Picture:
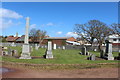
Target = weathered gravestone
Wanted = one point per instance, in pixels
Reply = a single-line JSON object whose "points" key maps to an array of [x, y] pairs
{"points": [[54, 46], [108, 53], [36, 46], [31, 48], [101, 54], [15, 53], [4, 53], [48, 53], [9, 52], [83, 52], [26, 49], [13, 44], [63, 47], [92, 57]]}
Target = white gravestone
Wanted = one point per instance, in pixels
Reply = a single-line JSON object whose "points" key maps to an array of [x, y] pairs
{"points": [[49, 50], [54, 47], [26, 48], [36, 46]]}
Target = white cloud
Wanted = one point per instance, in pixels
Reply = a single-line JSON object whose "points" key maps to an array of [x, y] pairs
{"points": [[33, 26], [59, 32], [5, 13], [71, 34], [5, 23], [49, 24]]}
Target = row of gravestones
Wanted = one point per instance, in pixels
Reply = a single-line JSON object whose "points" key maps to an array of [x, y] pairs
{"points": [[105, 54], [54, 47], [10, 52], [86, 53]]}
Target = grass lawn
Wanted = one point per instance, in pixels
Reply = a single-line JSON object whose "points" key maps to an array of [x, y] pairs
{"points": [[60, 57]]}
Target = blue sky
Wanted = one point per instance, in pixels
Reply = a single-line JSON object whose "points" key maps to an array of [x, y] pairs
{"points": [[57, 18]]}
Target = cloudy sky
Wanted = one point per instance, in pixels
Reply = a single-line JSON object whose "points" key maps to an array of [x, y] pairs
{"points": [[58, 19]]}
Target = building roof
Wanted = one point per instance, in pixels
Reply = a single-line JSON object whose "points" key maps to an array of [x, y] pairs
{"points": [[11, 38]]}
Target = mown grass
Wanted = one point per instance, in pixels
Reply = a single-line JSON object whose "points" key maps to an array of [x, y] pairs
{"points": [[60, 57]]}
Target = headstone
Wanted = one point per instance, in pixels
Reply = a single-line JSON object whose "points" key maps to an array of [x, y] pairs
{"points": [[95, 49], [13, 44], [9, 52], [63, 47], [26, 49], [108, 53], [84, 50], [4, 53], [15, 53], [54, 47], [36, 46], [102, 54], [42, 46], [5, 48], [31, 48], [59, 47], [45, 46], [49, 51], [93, 57]]}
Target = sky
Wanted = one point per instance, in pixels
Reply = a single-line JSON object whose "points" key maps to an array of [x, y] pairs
{"points": [[57, 18]]}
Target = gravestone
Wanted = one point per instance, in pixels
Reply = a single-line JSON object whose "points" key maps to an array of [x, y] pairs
{"points": [[36, 47], [4, 53], [83, 50], [48, 53], [63, 47], [31, 48], [15, 53], [13, 44], [54, 47], [102, 54], [25, 48], [42, 46], [45, 46], [4, 48], [95, 49], [108, 53], [9, 52], [92, 57], [59, 47]]}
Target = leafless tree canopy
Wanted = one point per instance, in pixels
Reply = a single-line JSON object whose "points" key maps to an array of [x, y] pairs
{"points": [[93, 29]]}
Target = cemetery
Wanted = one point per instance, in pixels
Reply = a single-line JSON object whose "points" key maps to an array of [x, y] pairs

Brief: Rewrite the records starting at the line that contains "Target = cemetery" and ending at the end of the records, with "single-line" replaced by "one-line" and everything else left unchanged.

Written response:
Target = cemetery
Wanted = one point per instance, in pixels
Reply = a one-line JSON object whose "points" key maps to an array of [x, y] pairs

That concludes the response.